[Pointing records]
┌──

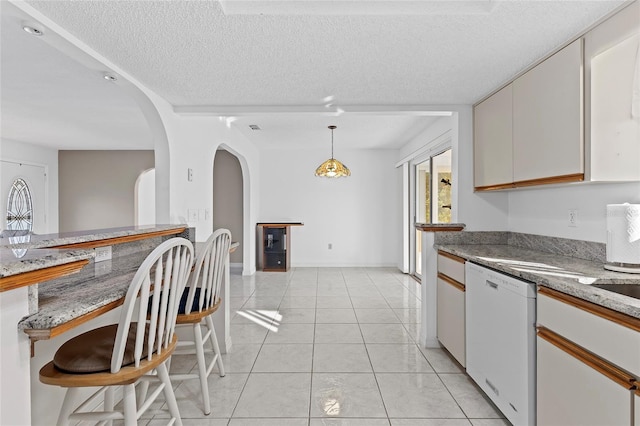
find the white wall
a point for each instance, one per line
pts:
(227, 198)
(42, 156)
(544, 210)
(358, 215)
(193, 141)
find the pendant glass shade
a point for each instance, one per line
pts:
(332, 167)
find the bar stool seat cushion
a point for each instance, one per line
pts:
(91, 352)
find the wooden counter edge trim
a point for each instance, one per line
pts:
(496, 187)
(48, 333)
(452, 256)
(120, 240)
(40, 275)
(614, 373)
(575, 177)
(606, 313)
(439, 228)
(280, 224)
(451, 281)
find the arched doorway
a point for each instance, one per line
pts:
(228, 196)
(145, 196)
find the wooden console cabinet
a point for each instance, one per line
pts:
(274, 246)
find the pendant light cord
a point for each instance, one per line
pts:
(332, 144)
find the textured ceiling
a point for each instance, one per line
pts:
(51, 100)
(190, 53)
(293, 131)
(196, 57)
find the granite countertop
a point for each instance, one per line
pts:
(440, 227)
(53, 240)
(14, 261)
(63, 299)
(566, 274)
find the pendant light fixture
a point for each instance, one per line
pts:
(332, 167)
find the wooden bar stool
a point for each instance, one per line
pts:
(199, 302)
(127, 353)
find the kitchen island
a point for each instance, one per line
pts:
(43, 299)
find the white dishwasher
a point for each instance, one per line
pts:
(501, 340)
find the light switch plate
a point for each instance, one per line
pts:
(102, 254)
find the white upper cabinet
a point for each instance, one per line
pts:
(575, 116)
(612, 72)
(492, 140)
(547, 119)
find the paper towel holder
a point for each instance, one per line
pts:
(623, 240)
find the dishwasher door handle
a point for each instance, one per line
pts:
(492, 284)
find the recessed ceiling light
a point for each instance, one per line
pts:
(32, 30)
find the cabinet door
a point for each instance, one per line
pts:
(492, 140)
(451, 317)
(548, 119)
(569, 392)
(613, 135)
(636, 401)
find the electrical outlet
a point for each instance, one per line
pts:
(102, 254)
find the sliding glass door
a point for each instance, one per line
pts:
(432, 197)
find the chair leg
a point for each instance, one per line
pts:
(67, 406)
(163, 375)
(143, 388)
(202, 367)
(214, 344)
(109, 402)
(129, 402)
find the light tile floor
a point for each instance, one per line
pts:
(331, 346)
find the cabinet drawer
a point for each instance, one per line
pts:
(451, 266)
(571, 393)
(451, 318)
(610, 335)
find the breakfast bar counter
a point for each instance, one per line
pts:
(51, 289)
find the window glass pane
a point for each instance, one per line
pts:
(423, 192)
(442, 184)
(19, 207)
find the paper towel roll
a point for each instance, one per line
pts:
(623, 235)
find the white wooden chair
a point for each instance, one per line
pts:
(126, 354)
(199, 302)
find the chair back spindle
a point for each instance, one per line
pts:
(153, 296)
(209, 272)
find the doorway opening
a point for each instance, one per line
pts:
(228, 200)
(145, 198)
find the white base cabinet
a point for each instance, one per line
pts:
(572, 393)
(451, 305)
(588, 363)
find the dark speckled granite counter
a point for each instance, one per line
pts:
(66, 238)
(15, 260)
(97, 285)
(570, 275)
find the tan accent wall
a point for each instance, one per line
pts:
(227, 198)
(97, 188)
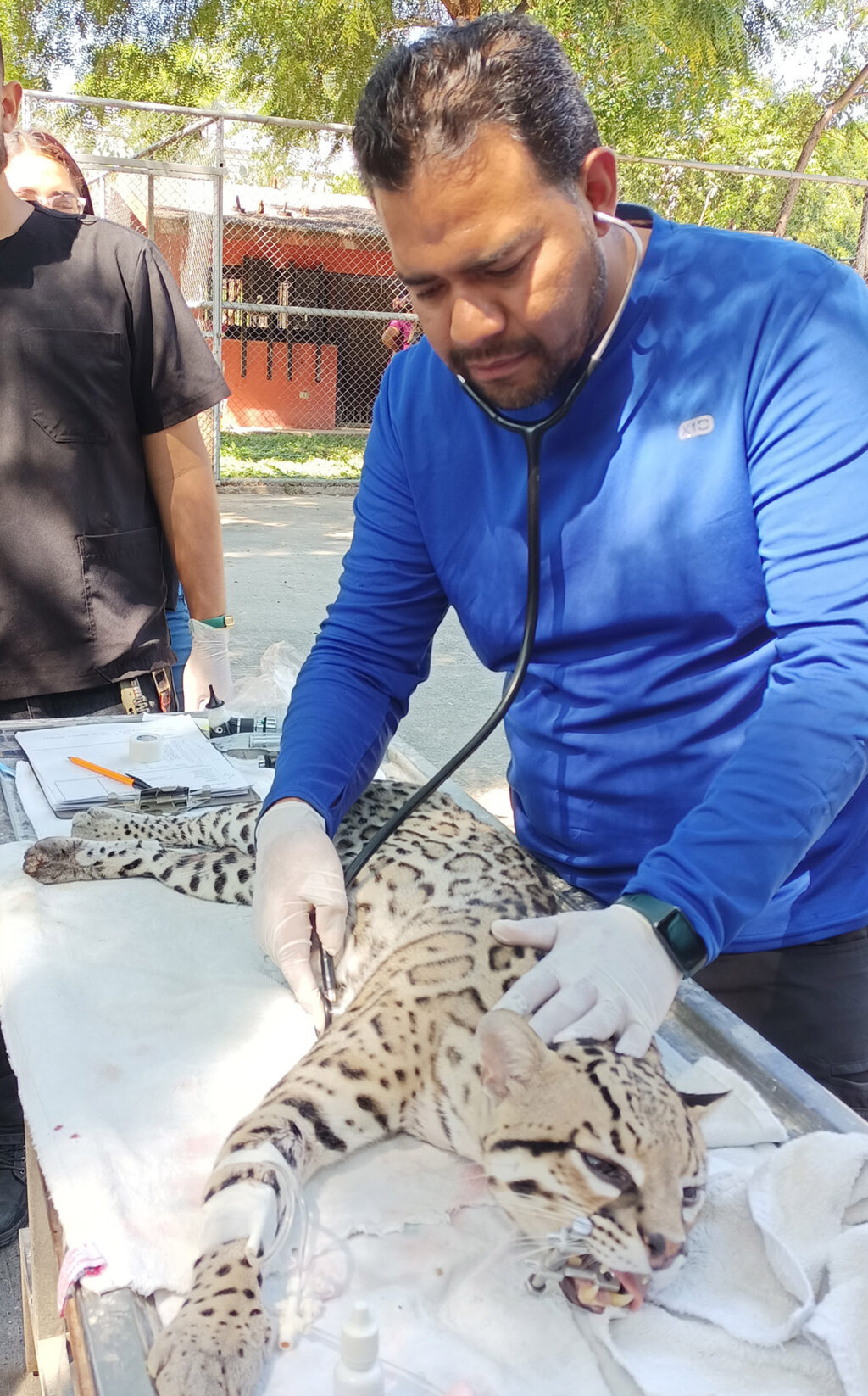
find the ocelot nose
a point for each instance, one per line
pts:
(660, 1249)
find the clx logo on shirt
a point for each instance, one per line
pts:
(697, 426)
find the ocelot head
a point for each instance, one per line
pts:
(593, 1155)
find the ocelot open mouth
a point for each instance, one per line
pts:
(598, 1289)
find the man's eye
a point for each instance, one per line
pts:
(505, 271)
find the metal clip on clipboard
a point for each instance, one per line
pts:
(173, 799)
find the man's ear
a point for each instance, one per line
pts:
(511, 1053)
(599, 181)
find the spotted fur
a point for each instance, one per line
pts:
(559, 1132)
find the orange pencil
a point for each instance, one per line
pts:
(112, 775)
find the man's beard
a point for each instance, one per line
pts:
(550, 366)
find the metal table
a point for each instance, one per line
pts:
(101, 1344)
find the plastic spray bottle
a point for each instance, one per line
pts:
(359, 1371)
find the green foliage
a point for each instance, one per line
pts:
(665, 77)
(292, 455)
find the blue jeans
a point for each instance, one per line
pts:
(181, 641)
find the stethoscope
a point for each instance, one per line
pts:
(532, 434)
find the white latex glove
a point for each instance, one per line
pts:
(298, 874)
(209, 663)
(606, 976)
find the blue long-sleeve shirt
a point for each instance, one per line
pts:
(695, 713)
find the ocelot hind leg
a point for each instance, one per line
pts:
(213, 877)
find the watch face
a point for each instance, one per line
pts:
(687, 948)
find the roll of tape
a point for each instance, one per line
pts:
(146, 745)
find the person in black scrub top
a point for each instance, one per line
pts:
(103, 468)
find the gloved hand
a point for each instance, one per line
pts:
(606, 974)
(298, 873)
(209, 663)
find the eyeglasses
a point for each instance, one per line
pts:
(63, 203)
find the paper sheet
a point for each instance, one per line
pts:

└──

Give back the lines above exactly, from the one with "find the plastic spray bottle" through the last line.

find the plastic spray bottle
a point for each instance, one per line
pts:
(359, 1371)
find the green foliage
a point for each instance, one per line
pts:
(665, 77)
(292, 455)
find the blue jeans
a point for each instance, one per line
pts:
(181, 641)
find the stethoscope
a point for each instance, one per line
pts:
(532, 434)
find the white latex glove
a point for each instance, one per line
pts:
(298, 874)
(209, 663)
(606, 976)
find the blue long-sleeve shirt
a point for each instance, one per line
pts:
(695, 713)
find the ocelot hind leg
a point for each instance, one per line
pts:
(213, 877)
find the watch face
a point for each instance, one per line
pts:
(687, 948)
find the roll of tape
a point for each instance, one per line
pts:
(146, 745)
find the person in black scrub top
a point for each instance, one per line
pts:
(103, 468)
find the gloved hand
a point for each instance, one per line
pts:
(606, 974)
(298, 873)
(209, 663)
find the eyeglasses
a point for each instance, one per line
pts:
(63, 203)
find the paper sheet
a point for each instance, one per line
pts:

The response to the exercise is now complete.